§ **Written task A**:
Extract the passage of the KNPV bike thread from "i have no clue" to "our standard wheels.".
§ **Written task B**:
Extend the KNPV bike thread beyond its final line.

§ **Document**:
· · ·
# knpv bike



## andrew kurtowicz (Nov 19, 2008)

ive looked everywhere and cant find a knpv bike for sale so im gonna end up just making one but i cant find the spoke covers they use can someone tell me if they are bought from somewhere or home made


----------



## chris haynie (Sep 15, 2009)

i have no clue what the KNPV wheel covers are made out of. not sure if they rigid or semi flexible. I did however use to race track bikes and do some time trial riding in events where wheel covers where legal. we (the riding club i was in) used to make wheel covers from shrink wrap film over our standard wheels.

heres a link i just dug up that is pretty close to exactly what i used to do http://www.cvccbike.com/misc/wheel_cover.html

i know some places sell the semi rigid wheel cover inserts, like these http://www.wheelbuilder.com/store/aero-disc-covers.html

they are commonly called aero disc covers, or aero wheel covers. they might be a PITA to find as they're real specialized equipment for track or time trial use.


----------



## chris haynie (Sep 15, 2009)

one thing about any wheel covers thats very important is clearance b/w the chain/cog and the cover. whatever you decide to do about the cover just be sure you leave ample clearance for the chain when it is on the cog closest to the cover. dont install them on a geared casssete and use the cog furthest from the wheel cover as you measurement, you will need to fit them with the chain on the cog closest to the cover and ensure you have a few MM of clearance for the chain to "wiggle" without binding on the cover. from what i have seen all teh KNPV bikes are single speeds, so it wont matter that much if you use an SS, but if you adapt a geared rear wheel make sure the chain wont rub the cover.


----------



## Chris Michalek (Feb 13, 2008)

Too funny, not more than 20 minutes ago I was outside chatting with my neighbor and watching her son on the bike. The wheels had spoke covers and I was telling her that Police Dogs are trained around bikes that have spoke covers. I asked where she got them and she said Toys R Us.


----------



## andrew kurtowicz (Nov 19, 2008)
· · ·
§ **Raw data**:

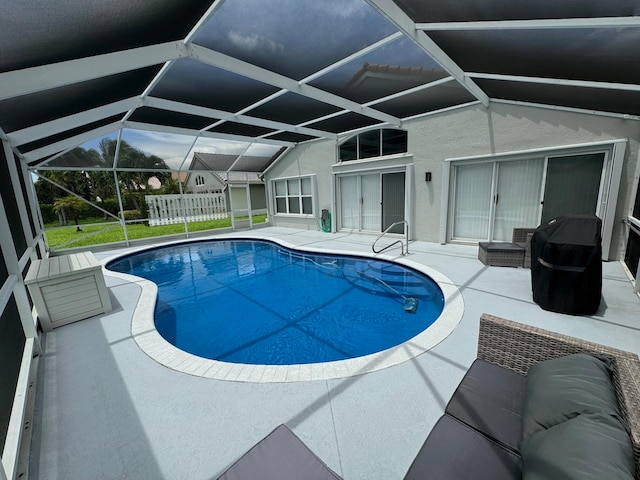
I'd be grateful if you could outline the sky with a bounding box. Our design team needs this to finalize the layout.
[82,129,278,170]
· · ·
§ **Reply A**:
i have no clue what the KNPV wheel covers are made out of. not sure if they rigid or semi flexible. I did however use to race track bikes and do some time trial riding in events where wheel covers where legal. we (the riding club i was in) used to make wheel covers from shrink wrap film over our standard wheels.

§ **Reply B**:
thanks for all the help chris i think im just gonna pick up a garage sale bike in the spring and "driveway engineer" some covers for the wheels and a chain cover


----------



## andrew kurtowicz (Nov 19, 2008)

toys "r" us SWEET !!!!


----------



## chris haynie (Sep 15, 2009)

i checked there back in the day and they only had them for 24" wheels and down. might be different now. i did get a spider man set for my dirt jumping BMX ride though  they were awesome looking until i wrecked it and smashed the front wheel.


----------



## andrew kurtowicz (Nov 19, 2008)

ill see if they have dora the explorer ones im sure our helper would love being seen on the internet with those...:lol:


----------



## Guest (Dec 1, 2008)

Andy, I'll check down here a couple had a few of the "OLD SCHOOL" or PEE WEE HERMAN type bikes with wheel covers.....Maybe I can make them an offer...well they're getting old anyway or at least ask them where they got them....give me a couple days, they are calling for snow tomorrow 1" but you know they will close down the whole place!!


----------



## Guest (Dec 1, 2008)

Andy, I'll check down here a couple had a few of the "OLD SCHOOL" or PEE WEE HERMAN type bikes with wheel covers.....Maybe I can make them an offer...well they're getting old anyway or at least ask them where they got them....give me a couple days, they are calling for snow tomorrow 1" but you know they will close down the whole place!!


----------



## andrew kurtowicz (Nov 19, 2008)

thanks buddy


----------



## Chris Michalek (Feb 13, 2008)

here's a very pertinent link

http://www.biketcba.org/TRICORR/projects/disks/covers.html

another one
http://www.choppersus.com/store/product/1137/Wheel-Covers-26%22-Black/

and a vid for the illiterate

http://www.youtube.com/watch?v=IfoAJicjNJc


----------



## Harry Keely (Aug 26, 2009)

Andrew see what Jody can do for you first. I have done a few mods in my time for the KNPV bike as far as shields go. But like Isaid wait to hear back from Jody and give him time to do so.


----------



## todd pavlus (Apr 30, 2008)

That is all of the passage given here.